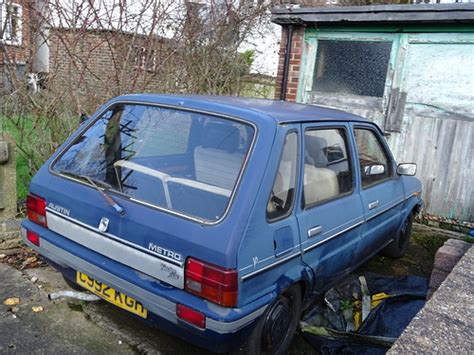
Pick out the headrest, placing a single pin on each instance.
(315, 147)
(221, 136)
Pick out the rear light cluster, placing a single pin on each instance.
(33, 237)
(36, 210)
(191, 316)
(211, 282)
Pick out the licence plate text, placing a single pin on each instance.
(111, 295)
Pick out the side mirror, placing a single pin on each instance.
(406, 169)
(374, 169)
(83, 118)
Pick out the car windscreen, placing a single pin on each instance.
(182, 161)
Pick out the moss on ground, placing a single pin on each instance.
(418, 260)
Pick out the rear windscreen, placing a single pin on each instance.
(182, 161)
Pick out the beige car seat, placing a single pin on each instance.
(319, 184)
(217, 161)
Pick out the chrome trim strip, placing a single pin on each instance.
(146, 263)
(332, 237)
(384, 210)
(265, 268)
(154, 303)
(312, 232)
(174, 107)
(118, 239)
(232, 327)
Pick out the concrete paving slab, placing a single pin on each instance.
(57, 329)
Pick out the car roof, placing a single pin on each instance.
(281, 111)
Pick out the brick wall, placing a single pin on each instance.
(295, 63)
(11, 56)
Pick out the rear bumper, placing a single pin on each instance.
(223, 331)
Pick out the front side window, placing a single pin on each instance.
(182, 161)
(327, 172)
(372, 157)
(351, 67)
(283, 191)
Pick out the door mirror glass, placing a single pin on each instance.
(406, 169)
(374, 169)
(375, 165)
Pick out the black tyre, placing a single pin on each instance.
(72, 284)
(275, 330)
(399, 246)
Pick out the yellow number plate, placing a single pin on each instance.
(110, 295)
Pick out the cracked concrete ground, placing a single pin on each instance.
(71, 326)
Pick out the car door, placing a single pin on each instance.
(331, 214)
(381, 191)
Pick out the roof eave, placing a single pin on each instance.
(377, 14)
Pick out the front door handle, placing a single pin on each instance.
(314, 231)
(373, 204)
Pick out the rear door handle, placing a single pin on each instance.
(373, 204)
(314, 231)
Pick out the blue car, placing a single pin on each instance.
(217, 218)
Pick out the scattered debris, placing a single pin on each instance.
(37, 309)
(12, 301)
(23, 258)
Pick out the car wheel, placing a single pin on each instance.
(399, 245)
(72, 284)
(275, 330)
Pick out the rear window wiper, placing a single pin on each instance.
(103, 191)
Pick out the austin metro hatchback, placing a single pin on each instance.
(216, 218)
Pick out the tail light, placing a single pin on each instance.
(36, 210)
(33, 237)
(212, 282)
(191, 316)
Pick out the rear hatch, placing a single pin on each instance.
(143, 183)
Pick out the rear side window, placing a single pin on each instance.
(283, 191)
(370, 153)
(182, 161)
(327, 172)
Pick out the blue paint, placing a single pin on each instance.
(245, 239)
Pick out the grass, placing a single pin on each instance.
(23, 171)
(418, 260)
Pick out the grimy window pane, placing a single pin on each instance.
(351, 67)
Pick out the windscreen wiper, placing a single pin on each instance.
(95, 183)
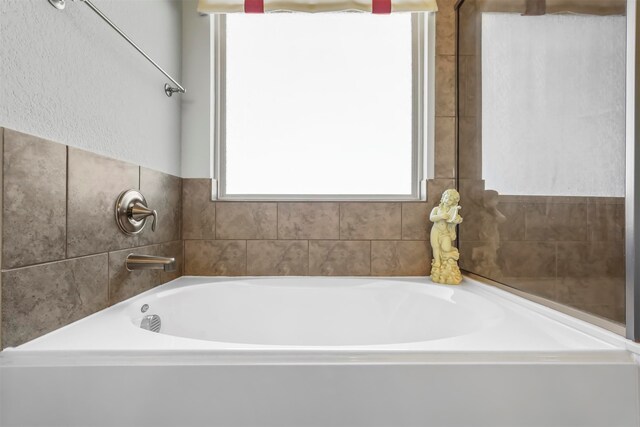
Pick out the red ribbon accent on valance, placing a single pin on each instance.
(381, 6)
(254, 6)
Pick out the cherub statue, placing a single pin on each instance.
(445, 217)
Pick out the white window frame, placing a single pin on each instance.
(423, 118)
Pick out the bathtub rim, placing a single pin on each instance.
(624, 351)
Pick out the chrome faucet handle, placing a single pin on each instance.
(132, 213)
(140, 212)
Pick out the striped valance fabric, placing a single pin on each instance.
(315, 6)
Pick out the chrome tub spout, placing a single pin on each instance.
(150, 262)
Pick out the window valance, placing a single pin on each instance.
(311, 6)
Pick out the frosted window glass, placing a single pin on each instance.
(319, 104)
(553, 104)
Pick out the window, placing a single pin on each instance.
(319, 106)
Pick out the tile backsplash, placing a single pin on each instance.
(63, 255)
(62, 252)
(306, 238)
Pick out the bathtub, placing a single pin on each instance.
(323, 352)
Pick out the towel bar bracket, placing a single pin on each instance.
(168, 89)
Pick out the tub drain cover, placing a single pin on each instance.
(151, 323)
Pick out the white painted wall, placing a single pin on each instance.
(197, 103)
(69, 77)
(553, 104)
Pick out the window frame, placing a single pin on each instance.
(423, 117)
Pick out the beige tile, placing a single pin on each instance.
(468, 28)
(484, 221)
(435, 188)
(415, 221)
(339, 258)
(446, 28)
(605, 222)
(400, 258)
(468, 88)
(370, 221)
(246, 220)
(591, 259)
(528, 259)
(556, 222)
(513, 228)
(34, 208)
(544, 287)
(198, 211)
(482, 258)
(124, 284)
(41, 298)
(277, 257)
(316, 220)
(163, 193)
(215, 257)
(470, 148)
(445, 147)
(603, 297)
(445, 86)
(94, 185)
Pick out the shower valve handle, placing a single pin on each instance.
(132, 213)
(140, 212)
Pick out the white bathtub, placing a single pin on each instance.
(323, 352)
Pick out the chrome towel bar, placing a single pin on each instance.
(168, 89)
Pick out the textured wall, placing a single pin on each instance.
(67, 76)
(64, 257)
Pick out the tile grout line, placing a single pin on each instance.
(66, 201)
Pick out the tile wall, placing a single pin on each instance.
(62, 253)
(305, 238)
(566, 249)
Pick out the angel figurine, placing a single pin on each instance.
(445, 217)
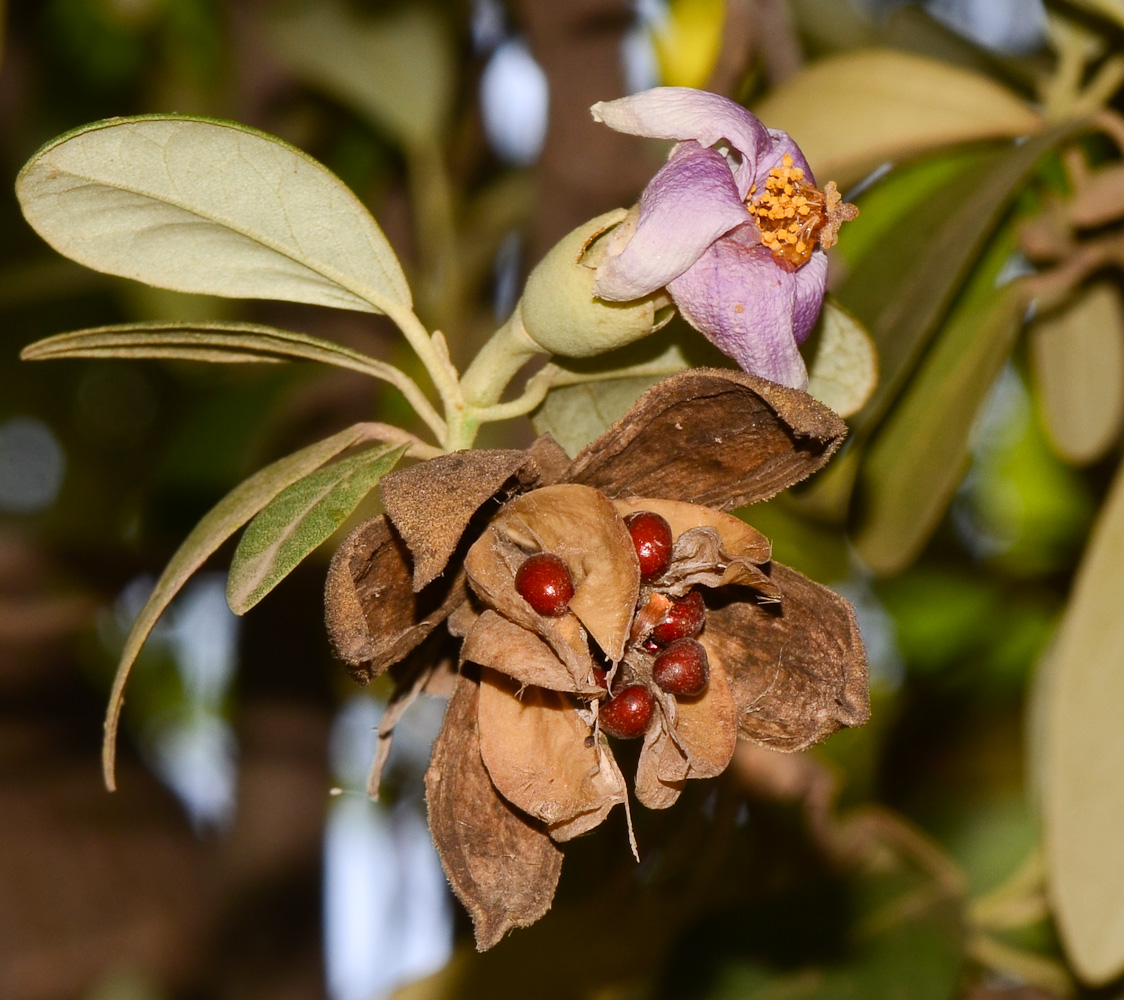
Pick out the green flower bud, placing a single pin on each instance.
(559, 309)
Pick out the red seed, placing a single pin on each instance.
(685, 620)
(627, 714)
(544, 582)
(682, 669)
(651, 534)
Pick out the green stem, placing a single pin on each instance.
(552, 376)
(498, 362)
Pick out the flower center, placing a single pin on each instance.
(794, 216)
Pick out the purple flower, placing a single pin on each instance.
(732, 225)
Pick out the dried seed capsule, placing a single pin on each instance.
(685, 620)
(544, 582)
(627, 712)
(682, 669)
(651, 535)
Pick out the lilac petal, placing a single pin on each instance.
(782, 143)
(681, 112)
(746, 306)
(808, 299)
(686, 207)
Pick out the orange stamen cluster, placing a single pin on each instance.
(790, 212)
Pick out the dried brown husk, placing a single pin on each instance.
(712, 436)
(661, 772)
(581, 527)
(542, 757)
(510, 648)
(500, 862)
(710, 550)
(372, 614)
(797, 667)
(695, 737)
(432, 503)
(517, 767)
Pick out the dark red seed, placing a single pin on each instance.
(685, 620)
(627, 714)
(682, 669)
(544, 582)
(652, 537)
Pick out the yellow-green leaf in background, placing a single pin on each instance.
(851, 112)
(688, 39)
(1098, 199)
(396, 69)
(921, 453)
(209, 207)
(903, 285)
(1082, 757)
(217, 525)
(843, 365)
(1077, 355)
(1111, 9)
(299, 519)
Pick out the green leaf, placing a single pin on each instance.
(217, 525)
(853, 111)
(210, 207)
(843, 366)
(1082, 756)
(299, 519)
(1077, 358)
(919, 455)
(925, 258)
(397, 70)
(211, 342)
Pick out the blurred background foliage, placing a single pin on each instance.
(966, 843)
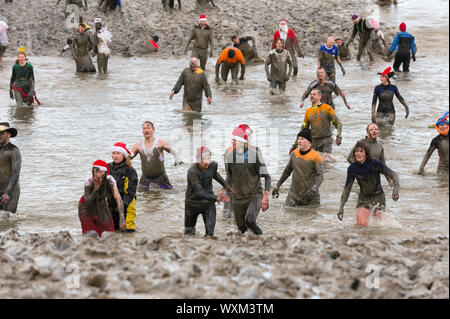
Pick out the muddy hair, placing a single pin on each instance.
(148, 122)
(367, 128)
(364, 147)
(104, 186)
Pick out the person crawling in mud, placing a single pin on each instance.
(366, 170)
(195, 83)
(207, 3)
(200, 198)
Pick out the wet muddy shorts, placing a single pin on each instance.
(323, 145)
(292, 202)
(372, 201)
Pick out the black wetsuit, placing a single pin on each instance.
(440, 143)
(368, 177)
(406, 46)
(244, 172)
(10, 164)
(200, 198)
(385, 95)
(363, 30)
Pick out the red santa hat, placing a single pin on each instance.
(246, 129)
(121, 148)
(386, 72)
(101, 165)
(202, 151)
(239, 134)
(283, 21)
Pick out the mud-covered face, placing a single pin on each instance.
(330, 42)
(279, 45)
(204, 164)
(384, 80)
(372, 131)
(321, 75)
(193, 65)
(315, 97)
(22, 58)
(98, 175)
(148, 130)
(360, 155)
(117, 157)
(303, 143)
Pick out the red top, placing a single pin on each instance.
(276, 36)
(154, 43)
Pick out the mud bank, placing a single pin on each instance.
(40, 25)
(236, 266)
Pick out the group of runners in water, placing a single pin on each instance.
(109, 199)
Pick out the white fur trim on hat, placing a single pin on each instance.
(238, 138)
(102, 168)
(120, 150)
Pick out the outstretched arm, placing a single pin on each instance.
(402, 100)
(355, 31)
(166, 147)
(427, 157)
(135, 150)
(191, 37)
(16, 163)
(286, 173)
(346, 192)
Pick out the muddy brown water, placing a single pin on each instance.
(82, 116)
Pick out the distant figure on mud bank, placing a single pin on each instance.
(3, 38)
(279, 74)
(82, 44)
(195, 83)
(384, 93)
(203, 37)
(21, 87)
(440, 143)
(229, 60)
(291, 43)
(170, 4)
(109, 4)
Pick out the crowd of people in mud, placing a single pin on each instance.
(109, 200)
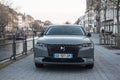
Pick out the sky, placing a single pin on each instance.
(57, 11)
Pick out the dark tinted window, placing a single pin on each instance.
(65, 30)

* [Assigned task] Lines before the one containing "Pick out the sky, placing" are not wanted; please set down that line and every line after it through the end of the material, exactly.

* [Answer]
Pick out the sky, placing a single pin on each instance.
(57, 11)
Pick out the dark tinted window, placing a single pin on each instance.
(65, 30)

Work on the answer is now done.